**** Ausgewählter Auszug ****

2005 Gyula Horn
Erster Preisträger des Memminger Freiheitspreises ist Dr. Gyula Horn. Er war Außenminister der Volksrepublik Ungarn und späterer Ministerpräsident der Republik Ungarn.
Gyula Horn hat sich bei der Öffnung des Grenzzauns zwischen Österreich und Ungarn im Sommer 1989 um die Wahrung universeller Freiheitsrechte verdient gemacht. Mutig war seine Entscheidung zu Gunsten eines legalen Transits ostdeutscher Flüchtlinge durch Ungarn. Sein beispielhafter Einsatz für den internationalen Dialog und die allgemeine Gültigkeit von Freiheit und Humanität hat dem Geschichtsverlauf der Jahre nach 1989 einen entscheidenden Anstoß gegeben und stand am Beginn des deutschen und schließlich europäischen Einigungsprozesses.

****

Aufgabenstellung:
Zitiere wörtlich aus dem Auszug über Gyula Horn: Beginne bei den Worten „2005 Gyula Horn“ und höre nach den Worten „schließlich europäischen Einigungsprozesses.“ auf. Die Datensätze stehen in keinem Zusammenhang mit dem Auszug.

**** Bereitgestellte Datensätze ****

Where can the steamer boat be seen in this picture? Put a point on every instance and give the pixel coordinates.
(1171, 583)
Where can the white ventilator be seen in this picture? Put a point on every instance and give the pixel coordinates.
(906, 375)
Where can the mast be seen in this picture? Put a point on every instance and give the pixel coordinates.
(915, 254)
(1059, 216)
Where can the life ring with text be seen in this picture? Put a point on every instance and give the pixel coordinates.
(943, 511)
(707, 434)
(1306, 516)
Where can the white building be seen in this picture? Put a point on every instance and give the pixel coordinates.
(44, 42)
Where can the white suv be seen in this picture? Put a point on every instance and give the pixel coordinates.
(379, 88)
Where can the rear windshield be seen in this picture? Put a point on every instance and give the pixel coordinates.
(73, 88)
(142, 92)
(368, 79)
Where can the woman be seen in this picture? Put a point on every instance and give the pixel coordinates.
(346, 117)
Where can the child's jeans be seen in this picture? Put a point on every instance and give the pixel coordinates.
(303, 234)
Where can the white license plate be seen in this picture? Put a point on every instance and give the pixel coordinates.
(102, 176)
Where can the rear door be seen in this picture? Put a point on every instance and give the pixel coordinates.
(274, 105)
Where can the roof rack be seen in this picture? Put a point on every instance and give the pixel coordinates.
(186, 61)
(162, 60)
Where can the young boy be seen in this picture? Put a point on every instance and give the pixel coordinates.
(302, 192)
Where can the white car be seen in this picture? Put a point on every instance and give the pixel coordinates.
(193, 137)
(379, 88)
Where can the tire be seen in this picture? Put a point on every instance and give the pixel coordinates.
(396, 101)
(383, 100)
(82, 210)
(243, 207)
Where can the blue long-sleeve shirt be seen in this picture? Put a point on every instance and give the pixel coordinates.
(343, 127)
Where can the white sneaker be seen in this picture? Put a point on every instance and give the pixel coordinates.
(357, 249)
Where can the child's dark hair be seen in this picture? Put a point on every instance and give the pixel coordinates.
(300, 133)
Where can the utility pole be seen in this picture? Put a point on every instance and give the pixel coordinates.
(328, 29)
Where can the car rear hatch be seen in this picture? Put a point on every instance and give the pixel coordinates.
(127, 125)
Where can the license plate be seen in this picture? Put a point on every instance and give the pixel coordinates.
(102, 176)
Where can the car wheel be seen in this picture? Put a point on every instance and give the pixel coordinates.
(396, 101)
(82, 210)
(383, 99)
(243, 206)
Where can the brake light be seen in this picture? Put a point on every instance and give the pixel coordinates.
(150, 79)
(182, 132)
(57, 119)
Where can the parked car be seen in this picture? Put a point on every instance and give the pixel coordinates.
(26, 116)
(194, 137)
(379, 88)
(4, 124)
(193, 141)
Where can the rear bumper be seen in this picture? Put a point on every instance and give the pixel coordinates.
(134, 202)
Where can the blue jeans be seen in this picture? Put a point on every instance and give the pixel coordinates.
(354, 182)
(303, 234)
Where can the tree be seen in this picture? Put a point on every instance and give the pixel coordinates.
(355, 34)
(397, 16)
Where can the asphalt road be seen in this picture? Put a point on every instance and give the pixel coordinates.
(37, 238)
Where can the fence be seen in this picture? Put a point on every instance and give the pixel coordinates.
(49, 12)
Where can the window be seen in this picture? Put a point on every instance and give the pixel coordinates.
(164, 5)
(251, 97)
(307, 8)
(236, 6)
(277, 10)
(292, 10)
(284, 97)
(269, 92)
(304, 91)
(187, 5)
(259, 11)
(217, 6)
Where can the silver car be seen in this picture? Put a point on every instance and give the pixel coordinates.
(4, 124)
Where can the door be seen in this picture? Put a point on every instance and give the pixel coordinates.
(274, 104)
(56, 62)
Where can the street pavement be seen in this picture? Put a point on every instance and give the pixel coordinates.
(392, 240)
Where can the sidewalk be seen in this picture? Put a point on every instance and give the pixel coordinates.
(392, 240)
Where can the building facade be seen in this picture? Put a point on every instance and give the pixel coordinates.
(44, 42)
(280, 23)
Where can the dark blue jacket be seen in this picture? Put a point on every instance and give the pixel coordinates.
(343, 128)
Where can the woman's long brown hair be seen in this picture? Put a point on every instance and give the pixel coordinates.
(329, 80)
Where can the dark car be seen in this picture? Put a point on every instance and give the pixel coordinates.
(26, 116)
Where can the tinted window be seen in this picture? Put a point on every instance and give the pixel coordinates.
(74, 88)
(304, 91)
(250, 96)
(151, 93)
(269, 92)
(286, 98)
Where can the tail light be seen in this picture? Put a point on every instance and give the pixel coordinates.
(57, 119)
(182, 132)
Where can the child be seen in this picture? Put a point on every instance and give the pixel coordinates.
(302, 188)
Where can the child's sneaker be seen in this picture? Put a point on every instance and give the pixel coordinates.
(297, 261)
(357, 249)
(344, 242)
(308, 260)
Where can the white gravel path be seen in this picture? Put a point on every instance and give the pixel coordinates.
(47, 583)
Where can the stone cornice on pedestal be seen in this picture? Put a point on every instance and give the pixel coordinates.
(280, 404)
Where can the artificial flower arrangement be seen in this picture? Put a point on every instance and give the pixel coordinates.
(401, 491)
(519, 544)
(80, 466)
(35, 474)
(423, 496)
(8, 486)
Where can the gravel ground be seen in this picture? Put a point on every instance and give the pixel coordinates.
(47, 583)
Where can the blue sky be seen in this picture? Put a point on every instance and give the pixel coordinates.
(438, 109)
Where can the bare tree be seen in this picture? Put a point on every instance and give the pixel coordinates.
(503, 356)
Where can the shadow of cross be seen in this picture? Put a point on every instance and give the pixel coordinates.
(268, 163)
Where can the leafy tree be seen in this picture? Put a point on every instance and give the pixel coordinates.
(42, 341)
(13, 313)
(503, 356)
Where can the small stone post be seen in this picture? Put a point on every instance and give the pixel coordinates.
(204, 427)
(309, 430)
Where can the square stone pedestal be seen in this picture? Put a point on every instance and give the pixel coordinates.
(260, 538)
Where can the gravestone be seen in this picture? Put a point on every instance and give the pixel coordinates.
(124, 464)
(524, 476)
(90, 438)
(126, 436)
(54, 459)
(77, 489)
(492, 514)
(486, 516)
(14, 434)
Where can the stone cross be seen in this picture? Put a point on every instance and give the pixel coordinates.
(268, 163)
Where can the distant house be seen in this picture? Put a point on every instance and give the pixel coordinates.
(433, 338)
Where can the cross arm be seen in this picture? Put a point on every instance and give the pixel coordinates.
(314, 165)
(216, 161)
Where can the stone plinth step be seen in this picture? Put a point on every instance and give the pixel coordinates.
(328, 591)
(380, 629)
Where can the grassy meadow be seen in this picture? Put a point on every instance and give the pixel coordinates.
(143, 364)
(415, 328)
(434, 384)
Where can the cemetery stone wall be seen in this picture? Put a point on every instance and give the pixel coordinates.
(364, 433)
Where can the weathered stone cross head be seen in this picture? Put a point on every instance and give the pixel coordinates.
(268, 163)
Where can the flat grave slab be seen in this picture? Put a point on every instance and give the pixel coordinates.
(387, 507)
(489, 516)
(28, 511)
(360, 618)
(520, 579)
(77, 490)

****

Die Antwort:
2005 Gyula Horn
Erster Preisträger des Memminger Freiheitspreises ist Dr. Gyula Horn. Er war Außenminister der Volksrepublik Ungarn und späterer Ministerpräsident der Republik Ungarn.
Gyula Horn hat sich bei der Öffnung des Grenzzauns zwischen Österreich und Ungarn im Sommer 1989 um die Wahrung universeller Freiheitsrechte verdient gemacht. Mutig war seine Entscheidung zu Gunsten eines legalen Transits ostdeutscher Flüchtlinge durch Ungarn. Sein beispielhafter Einsatz für den internationalen Dialog und die allgemeine Gültigkeit von Freiheit und Humanität hat dem Geschichtsverlauf der Jahre nach 1989 einen entscheidenden Anstoß gegeben und stand am Beginn des deutschen und schließlich europäischen Einigungsprozesses.